[Records excerpted from a collection]
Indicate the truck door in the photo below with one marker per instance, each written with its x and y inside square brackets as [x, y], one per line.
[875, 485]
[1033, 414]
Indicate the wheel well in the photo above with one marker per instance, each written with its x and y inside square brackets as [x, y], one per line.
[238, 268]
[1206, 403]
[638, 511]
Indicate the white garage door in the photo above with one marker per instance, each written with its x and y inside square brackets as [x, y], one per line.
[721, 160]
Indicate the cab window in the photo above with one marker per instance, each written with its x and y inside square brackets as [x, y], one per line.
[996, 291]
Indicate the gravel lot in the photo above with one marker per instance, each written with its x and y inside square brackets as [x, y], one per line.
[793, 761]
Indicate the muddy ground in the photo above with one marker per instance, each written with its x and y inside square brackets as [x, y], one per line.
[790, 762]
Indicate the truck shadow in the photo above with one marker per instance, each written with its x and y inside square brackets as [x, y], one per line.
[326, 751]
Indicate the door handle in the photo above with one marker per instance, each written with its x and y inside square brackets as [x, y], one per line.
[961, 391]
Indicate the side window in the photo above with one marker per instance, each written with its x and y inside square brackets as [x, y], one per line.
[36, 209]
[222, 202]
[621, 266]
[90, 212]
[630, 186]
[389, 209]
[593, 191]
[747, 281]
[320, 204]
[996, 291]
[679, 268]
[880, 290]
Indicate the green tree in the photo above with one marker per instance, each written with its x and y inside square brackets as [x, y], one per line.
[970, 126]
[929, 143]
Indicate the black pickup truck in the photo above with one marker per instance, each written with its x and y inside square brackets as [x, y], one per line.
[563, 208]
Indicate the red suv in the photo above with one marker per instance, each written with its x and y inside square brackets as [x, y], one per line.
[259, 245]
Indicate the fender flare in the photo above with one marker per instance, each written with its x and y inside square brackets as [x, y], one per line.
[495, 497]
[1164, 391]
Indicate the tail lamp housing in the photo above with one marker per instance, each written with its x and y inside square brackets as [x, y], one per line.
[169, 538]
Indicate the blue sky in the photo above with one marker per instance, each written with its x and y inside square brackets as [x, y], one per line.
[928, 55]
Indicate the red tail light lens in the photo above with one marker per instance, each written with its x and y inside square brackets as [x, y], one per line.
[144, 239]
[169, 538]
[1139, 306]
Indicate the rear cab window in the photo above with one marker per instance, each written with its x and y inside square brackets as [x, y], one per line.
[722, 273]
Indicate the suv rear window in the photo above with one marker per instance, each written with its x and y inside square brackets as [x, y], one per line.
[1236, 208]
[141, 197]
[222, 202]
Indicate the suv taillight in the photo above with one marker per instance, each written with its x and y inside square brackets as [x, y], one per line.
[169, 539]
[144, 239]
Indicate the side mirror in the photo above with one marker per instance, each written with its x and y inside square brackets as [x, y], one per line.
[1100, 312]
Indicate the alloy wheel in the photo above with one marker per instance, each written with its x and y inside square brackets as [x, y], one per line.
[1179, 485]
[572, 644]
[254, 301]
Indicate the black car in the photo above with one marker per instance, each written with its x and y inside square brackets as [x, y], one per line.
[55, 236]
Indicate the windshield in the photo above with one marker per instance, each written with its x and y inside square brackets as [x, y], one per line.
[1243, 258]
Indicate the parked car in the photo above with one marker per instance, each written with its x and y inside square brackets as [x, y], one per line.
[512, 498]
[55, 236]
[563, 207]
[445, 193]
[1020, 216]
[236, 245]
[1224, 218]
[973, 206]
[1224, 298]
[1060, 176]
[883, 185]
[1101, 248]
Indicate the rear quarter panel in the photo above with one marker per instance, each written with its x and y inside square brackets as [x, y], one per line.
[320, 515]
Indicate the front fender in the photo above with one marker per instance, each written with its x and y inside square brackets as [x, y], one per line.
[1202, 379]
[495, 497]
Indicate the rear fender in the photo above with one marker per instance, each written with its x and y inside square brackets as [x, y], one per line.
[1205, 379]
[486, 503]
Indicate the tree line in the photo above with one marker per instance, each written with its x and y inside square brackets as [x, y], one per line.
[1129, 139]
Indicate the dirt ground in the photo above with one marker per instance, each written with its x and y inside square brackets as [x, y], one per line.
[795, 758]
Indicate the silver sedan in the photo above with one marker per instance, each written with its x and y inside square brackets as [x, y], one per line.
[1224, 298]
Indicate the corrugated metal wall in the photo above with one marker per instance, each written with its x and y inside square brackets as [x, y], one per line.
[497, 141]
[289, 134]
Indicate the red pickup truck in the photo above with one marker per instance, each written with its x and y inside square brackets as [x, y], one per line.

§ Work to be completed:
Could every entry above be printed again, word for word?

§ Solution to this problem:
Indicate the truck door in the photo below with one marker per instance, each written with its x and y inside square brackets as [x, y], one per line.
[875, 485]
[1033, 414]
Indicate the wheel well in the photo above with one marker per instance, each written with its x and y inside square brackets as [x, y], one per line.
[238, 268]
[1206, 403]
[638, 511]
Indicate the white garage door in the photo above with one marker per instance, each written with its x and y inside square brackets as [x, y], one per line.
[721, 160]
Indicate the cab window in the photo above with one marker per instance, each written with its x and y inside square brackets as [x, y], one per line.
[996, 291]
Indicate the gravel lot in the photo above with one marker per instance, each written with its x and y inside square brackets as [x, y], one per line.
[793, 761]
Indicate the muddy ground in the photo above with one marker per instance, each written with its x and y inside square brackets as [x, y], one per line.
[790, 762]
Indicate the truck shadow in the photo above with one marker per instance, each written with its x and y inside square brackets as [x, y], one per line.
[326, 751]
Indicate the door handle in the photo above with one marker per instance, each written with its x and y inside square brackets as [x, y], one per line.
[961, 391]
Indicate the side window in the photo above with one marker per instance, each written with its x and y inside square brackets as [x, y], one per line.
[36, 209]
[222, 202]
[621, 266]
[90, 212]
[630, 186]
[389, 209]
[593, 191]
[747, 281]
[320, 204]
[996, 291]
[679, 268]
[880, 290]
Indicate the green tree in the photo above with one marker per instance, each written with its x and y inside square brackets as [x, y], one per line.
[970, 126]
[929, 143]
Indicate the black pickup truck in the photo above with one marker per instance, each written with its x and y inside square brackets as [x, y], one per line.
[563, 208]
Indicate the red suv in the photo above with one marker per instance, each written with its x and y inside square brackets as [x, y], one per line.
[259, 245]
Indicate the fender flare in the photo above with one marker per instance, each written with its x and y inside square brackets as [x, y], one per line.
[495, 497]
[1164, 391]
Indicate the tail lamp housing in the photo above with one marker per instance, each written with its x and y inside square brackets as [x, y], one per line.
[169, 538]
Indicate the blue sky in the photo above with one marker per instance, each written with its x and y inside square brackets as [x, y], one per line.
[928, 55]
Indicate the red tail light lens in the photo above with one marker per instance, each written with its x and y inside square brackets as [x, y], one per line.
[144, 239]
[169, 538]
[1139, 306]
Indicate the rear cab window in the photo above with one marker per instance, each written with its x and y inside square brackets as [x, y], one per line.
[722, 273]
Indicate the suv rear window in the photo above with one marker per instance, each written with its x and y inside square brackets as [x, y], one per line.
[1236, 208]
[141, 197]
[222, 202]
Indicate the suv taillight in the photo above with one marker per instance, each written with its x and y inside square brackets as [x, y], one per line.
[169, 539]
[144, 239]
Indicate the side mirror in the photo above with one marker per instance, each written with its x and y inside square brackets as [x, y], one per line.
[1100, 312]
Indicate the alloy wheel in the photo above with one marker per instance, each written with its x and y inside square brackets as [x, y], one per line.
[1179, 485]
[572, 644]
[254, 301]
Indicate the black car in the photo above with one marker per instance, each written with its x and y inside square brackets as [x, y], one per line.
[55, 236]
Indicate the windshield in the photo above with one marker per instance, each written with its x and y inside square brackets as [x, y], one per line.
[1243, 258]
Indicate the parked car in the photo above with one marker per instance, each written with its x and y inside square brackets as [x, y], one per line.
[512, 498]
[55, 236]
[563, 207]
[445, 193]
[1020, 216]
[236, 245]
[1224, 218]
[973, 206]
[1224, 298]
[1060, 176]
[883, 185]
[1101, 248]
Indicate the rear quarter panel in the photo above with one marker per instance, each written with its x and y inside square brackets as [x, y], one per line.
[320, 515]
Indicate the front fender in the photo above with one marker per instance, each written with its x and y inside square brackets as [x, y], one per line.
[1202, 379]
[495, 497]
Indicate the rear fender in the photo above with one marker per instance, each written with its x and y inside square brackets as [x, y], one per line.
[1205, 379]
[486, 503]
Indicate the tree line in the photo above with one marker per instance, each written with its x and y inside square brackets as [x, y], one per line.
[1129, 139]
Indicate the dirt ground in the photo above with one marker per instance, each written with its x and y inside square brackets as [x, y], one per line.
[795, 758]
Indicate the silver sedan in the photo above with one marker per instance, each written with its x and y inside square brackets as [x, y], one per line.
[1224, 298]
Indicate the corrugated metal wall in the photo above with one marker per instance, each written with its x and y inside square brackets as [x, y], one per line.
[497, 141]
[289, 134]
Indicate the red pickup truck in the photo above with one marker per instance, each written with its x and y inside square brackets as [x, y], one per line.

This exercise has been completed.